Stated exercise
Reproduce word for word everything in the delivery prediction post below from "Marton Trencseni - Thu" down to "information (address, etc.)".

Quoted passage
Calibration curves for delivery prediction with Scikit-Learn

Marton Trencseni - Thu 21 November 2019 - Machine Learning


In a previous post about Machine Learning at Fetchr, I mentioned several families of models we have in production. The latest is Operational Choice, which we use for delivery prediction. The idea is simple: we have a large number of features (essentially columns in our data warehouse) available for our historic dispatches:

  • sender's information
  • recipient’s information (address, etc.)
  • recipient’s historic information
  • geography
  • scheduling channel
  • timing
  • etc.

For each dispatch, we know whether it was successfully delivered or not (True/False). Given our historic data, we can build a binary classifier which predicts which orders will be delivered (or not) tomorrow, of all orders scheduled for dispatch. After one-hot encoding, our feature vector length is in the 1000s, and we can achieve 90%+ accuracy with out-of-the-box Scikit-Learn models. In other words, perhaps not too surprisingly, it is possible to predict the chances of delivery success quite well.

When using this in production, we don’t primarily look at the absolute value of the delivery probability itself. What we care about is the relative ordering: out of 1,000 orders, which are the least likely to be delivered successfully tomorrow? Operational Choice is about treating these orders differently. So while in standard ML classification tasks usually the most important metric is accuracy (assuming a balanced dataset), ie. the ratio of test data that is predicted correctly by the predictor, here we also care about calibration: that the relationship between predicted and actual delivery probability should be monotonic, and as close to the x=y line as possible.

Extracted material
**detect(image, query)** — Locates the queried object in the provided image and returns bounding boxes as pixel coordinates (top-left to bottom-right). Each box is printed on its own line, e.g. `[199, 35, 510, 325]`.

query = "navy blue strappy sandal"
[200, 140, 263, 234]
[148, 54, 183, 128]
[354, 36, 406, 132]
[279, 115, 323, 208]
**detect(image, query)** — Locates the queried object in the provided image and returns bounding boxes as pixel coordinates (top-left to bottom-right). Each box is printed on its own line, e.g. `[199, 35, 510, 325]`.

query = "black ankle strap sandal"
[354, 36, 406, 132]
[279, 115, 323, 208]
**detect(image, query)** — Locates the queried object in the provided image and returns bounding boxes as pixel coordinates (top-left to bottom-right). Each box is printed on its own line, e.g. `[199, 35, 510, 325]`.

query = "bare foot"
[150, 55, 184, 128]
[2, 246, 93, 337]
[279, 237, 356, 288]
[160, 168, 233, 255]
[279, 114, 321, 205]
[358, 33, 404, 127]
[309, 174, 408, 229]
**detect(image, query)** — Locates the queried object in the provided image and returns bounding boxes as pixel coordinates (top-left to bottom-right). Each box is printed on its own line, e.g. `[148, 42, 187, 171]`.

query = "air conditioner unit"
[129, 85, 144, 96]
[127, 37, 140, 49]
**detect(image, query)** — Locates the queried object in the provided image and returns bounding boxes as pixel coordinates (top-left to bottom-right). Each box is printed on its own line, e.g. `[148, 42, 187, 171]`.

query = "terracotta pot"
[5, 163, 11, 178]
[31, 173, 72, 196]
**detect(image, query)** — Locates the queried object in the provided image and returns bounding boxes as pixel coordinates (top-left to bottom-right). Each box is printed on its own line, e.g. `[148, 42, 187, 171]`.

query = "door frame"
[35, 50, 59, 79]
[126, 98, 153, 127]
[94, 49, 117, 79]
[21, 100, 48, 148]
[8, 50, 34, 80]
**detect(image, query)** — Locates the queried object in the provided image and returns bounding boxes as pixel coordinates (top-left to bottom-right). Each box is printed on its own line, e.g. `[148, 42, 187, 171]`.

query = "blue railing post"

Exercise solution
Marton Trencseni - Thu 21 November 2019 - Machine Learning


In a previous post about Machine Learning at Fetchr, I mentioned several families of models we have in production. The latest is Operational Choice, which we use for delivery prediction. The idea is simple: we have a large number of features (essentially columns in our data warehouse) available for our historic dispatches:

  • sender's information
  • recipient’s information (address, etc.)